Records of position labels
* START *

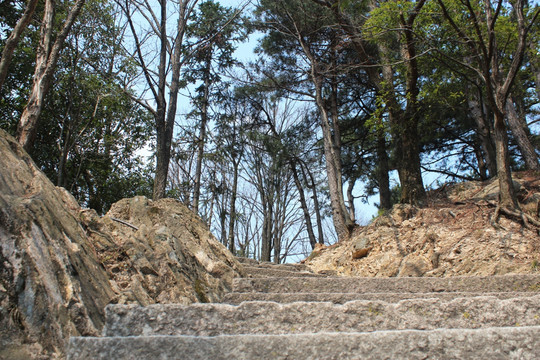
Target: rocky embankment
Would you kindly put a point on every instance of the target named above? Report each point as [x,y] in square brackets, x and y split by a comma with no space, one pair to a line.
[60,265]
[453,236]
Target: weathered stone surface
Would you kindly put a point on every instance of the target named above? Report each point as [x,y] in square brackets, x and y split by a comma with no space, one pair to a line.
[236,298]
[271,318]
[254,271]
[452,236]
[160,252]
[52,285]
[502,283]
[491,343]
[60,265]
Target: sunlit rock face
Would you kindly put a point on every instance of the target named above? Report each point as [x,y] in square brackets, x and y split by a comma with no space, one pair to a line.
[60,265]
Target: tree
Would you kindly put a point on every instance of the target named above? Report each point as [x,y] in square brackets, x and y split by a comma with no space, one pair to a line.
[390,25]
[217,28]
[14,37]
[47,56]
[161,73]
[300,34]
[483,46]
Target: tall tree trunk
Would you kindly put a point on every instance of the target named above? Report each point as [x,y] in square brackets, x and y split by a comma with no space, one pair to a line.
[266,236]
[315,198]
[13,39]
[46,59]
[165,127]
[232,209]
[383,179]
[342,221]
[483,129]
[303,204]
[521,134]
[201,141]
[412,185]
[507,197]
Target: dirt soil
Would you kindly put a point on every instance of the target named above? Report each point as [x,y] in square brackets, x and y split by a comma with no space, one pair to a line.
[452,236]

* END *

**Goal**. Reproduce all the records above line for line, without any changes, and leave the pictures out.

**Result of the exercise**.
Target: rocky embankment
Would you kindly put a point on every instance of the target named above? Report each point as [x,y] in square brackets, x and y split by a comma with no space, one pair to a line.
[60,265]
[453,236]
Target: weathered stone surface
Would you kindly put a point on every instance of the target named above? Report each point as [x,y] in square brackets, x and y split by a comma with no space, one pair to a line.
[236,298]
[271,318]
[254,271]
[452,236]
[160,252]
[52,285]
[502,283]
[491,343]
[60,265]
Target: sunlit rock face
Would you kindly put a point on every instance of the target named above? Report each point as [x,y] in square brackets, x and y split by a comma with no space, one pair to a line.
[60,265]
Target: tree
Would you kindly put a point on every instance of the target named above? Report each point as [x,y] in square brackets, x and y split by a comma with no space, one pair to a line.
[390,25]
[217,28]
[14,37]
[47,56]
[161,73]
[300,34]
[483,46]
Target: tall tree trunk
Would you kindly put a point on every instance of the target named above? Report each point as [x,y] in square brackets, x and y split by a comma with no space, one pair to a line.
[266,236]
[315,198]
[13,39]
[46,59]
[165,127]
[232,209]
[383,179]
[342,221]
[483,129]
[303,204]
[521,134]
[201,141]
[412,185]
[507,197]
Target: dirt soil
Would you kindly put a point on every instance of the target named above? Report each point as [x,y] in square brackets, x and y split by a comma with no space, one pair to a line.
[452,236]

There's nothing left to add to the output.